Задания ->
1 > Изложите короче абзац статьи о Довлатове, начинающийся словами «Вопрос о „месте“ поневоле», сохранив его основные мысли.
2 > Продолжите статью о Довлатове, начав сразу после последней фразы «Писателем рождаются».

Текст для чтения ->
####
Литературная Газета 6565 ( № 35 2016) - Литературка Литературная Газета
Шрифт:
Интервал:
Закладка:
«Мировая чепуха», «несуразица» человеческого существования, абсурдная сторона самого обыденного бытия, в котором есть своя лирика, своя драма, даже – отчасти – свой эпос… Этой темы (или, точнее, этой стороны жизни) касались многие: и Венедикт Ерофеев (из тех, кто ближе по времени), и Виктор Конецкий (он чуть дальше), и обэриуты (их своеобразная эмигрантская «параллель» – Юрий Одарченко). Но этой темы – и жёстче, и страшней – касались художники и совсем иного масштаба: Владимир Набоков, Георгий Иванов, Александр Блок… В век XIX (от Гоголя до Чехова) лучше и не заглядывать.
Вопрос о «месте» поневоле заставляет выстраивать то, что называют иерархией ценностей. Но можно взглянуть на творчество Довлатова иначе: и в жёсткой прозе «Зоны» (подпорченной нецензурной лексикой, этим «языковым нигилизмом» второй половины ХХ века), и в более «размягчённых» «Компромиссе» и «Заповеднике», и в анекдотично-лирическом «Чемодане», и далее, вплоть до уже бледноватого «Филиала», Довлатов – художник. Тема его, быть может, не так уж оригинальна. Но её воплощение – для русской литературы – оригинально вполне. И значит, к его книгам ещё не раз потянется рука читателя. А что это, как не «место в литературе»?
Виктория ТОКАРЕВА:
– Писателем не становятся. Писателем рождаются.
####
Набор данных ->
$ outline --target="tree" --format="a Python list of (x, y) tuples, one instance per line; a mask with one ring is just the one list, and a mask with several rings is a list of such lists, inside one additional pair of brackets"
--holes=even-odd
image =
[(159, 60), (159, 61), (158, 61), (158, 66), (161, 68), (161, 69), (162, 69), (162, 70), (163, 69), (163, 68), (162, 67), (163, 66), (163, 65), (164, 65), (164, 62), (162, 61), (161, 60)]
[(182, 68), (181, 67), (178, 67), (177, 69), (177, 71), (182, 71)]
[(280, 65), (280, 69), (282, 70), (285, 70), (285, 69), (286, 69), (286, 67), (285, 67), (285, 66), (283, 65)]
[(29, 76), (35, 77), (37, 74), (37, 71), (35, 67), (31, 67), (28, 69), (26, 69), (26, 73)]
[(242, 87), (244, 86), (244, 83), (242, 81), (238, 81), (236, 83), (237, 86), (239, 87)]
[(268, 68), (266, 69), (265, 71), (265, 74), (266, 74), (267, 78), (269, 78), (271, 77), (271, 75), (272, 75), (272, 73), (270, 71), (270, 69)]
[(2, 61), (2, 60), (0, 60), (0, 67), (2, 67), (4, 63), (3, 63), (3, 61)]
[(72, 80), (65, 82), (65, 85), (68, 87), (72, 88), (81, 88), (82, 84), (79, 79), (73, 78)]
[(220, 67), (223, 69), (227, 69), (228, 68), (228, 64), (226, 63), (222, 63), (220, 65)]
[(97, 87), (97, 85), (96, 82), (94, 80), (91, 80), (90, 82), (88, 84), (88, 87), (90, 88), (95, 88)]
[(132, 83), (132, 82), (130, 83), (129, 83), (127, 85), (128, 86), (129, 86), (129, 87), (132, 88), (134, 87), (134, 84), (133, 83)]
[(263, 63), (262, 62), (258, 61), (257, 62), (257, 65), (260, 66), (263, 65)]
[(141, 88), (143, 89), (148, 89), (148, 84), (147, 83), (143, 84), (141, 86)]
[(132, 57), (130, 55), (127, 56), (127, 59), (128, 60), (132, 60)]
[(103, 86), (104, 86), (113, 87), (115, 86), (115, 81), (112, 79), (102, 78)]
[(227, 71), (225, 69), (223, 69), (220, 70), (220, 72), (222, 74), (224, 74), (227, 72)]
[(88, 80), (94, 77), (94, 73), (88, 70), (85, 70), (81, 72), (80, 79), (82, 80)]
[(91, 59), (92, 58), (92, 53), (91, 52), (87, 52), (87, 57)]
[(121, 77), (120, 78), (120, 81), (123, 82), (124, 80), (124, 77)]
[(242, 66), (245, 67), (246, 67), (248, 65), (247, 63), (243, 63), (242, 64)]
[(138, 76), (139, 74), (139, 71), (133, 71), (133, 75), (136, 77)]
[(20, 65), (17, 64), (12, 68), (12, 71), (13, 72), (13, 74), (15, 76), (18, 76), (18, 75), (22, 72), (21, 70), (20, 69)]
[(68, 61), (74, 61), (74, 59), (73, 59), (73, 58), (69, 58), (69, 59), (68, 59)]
####
Ответы ->
1 > Вопрос о «месте» писателя заставляет выстраивать иерархию ценностей, однако на творчество Довлатова можно взглянуть иначе. Во всех его книгах он остается художником: в жесткой «Зоне», подпорченной нецензурной лексикой, в более «размягченных» «Компромиссе» и «Заповеднике», в анекдотично-лирическом «Чемодане» и вплоть до бледноватого «Филиала». Его тема, возможно, не слишком оригинальна, но ее воплощение для русской литературы вполне оригинально. Поэтому читатели еще не раз обратятся к его книгам, и в этом и состоит его «место в литературе».

2 >
Если бы можно было стать большим писателем в результате усидчивого труда, то классиков оказалось бы навалом. А их – единицы. Два-три классика на сто лет. А таких, как Пушкин, – никогда.
Зачем нужен писатель? Он помогает людям осмыслить жизнь вокруг себя. Во все времена люди сеяли хлеб, а кто-то один стоял и смотрел в небо. И те, кто сеял хлеб, кормили того одного, который смотрел в небо.
Откуда берётся писатель?
Мне кажется, что Бог закладывает в кого-то дискету (выбор произвольный), и этот кто-то рождается с дискетой, но не знает об этом. Живёт себе и живёт, ничего не подозревая. Но вдруг в один прекрасный день происходит подключение к космической розетке. Дискета заработала. Это может произойти в любом возрасте. Писательница И. Грекова начала в 50 лет. Татьяна Толстая – в 37 лет. А я – в 26.
В Сергее Довлатове писатель проснулся на зоне, где он служил в ВОХРе.
Как это случилось: прибежал охранник и сообщил, что «возле шестого барака кирная баба лежит». Все свободные охранники устремились к шестому бараку. Довлатов тоже пошёл, хотя не сразу. Общение с кирной бабой описано без подробностей, просто указано, что он оцарапал себе щеку её железной брошкой. Остальное можно домыслить.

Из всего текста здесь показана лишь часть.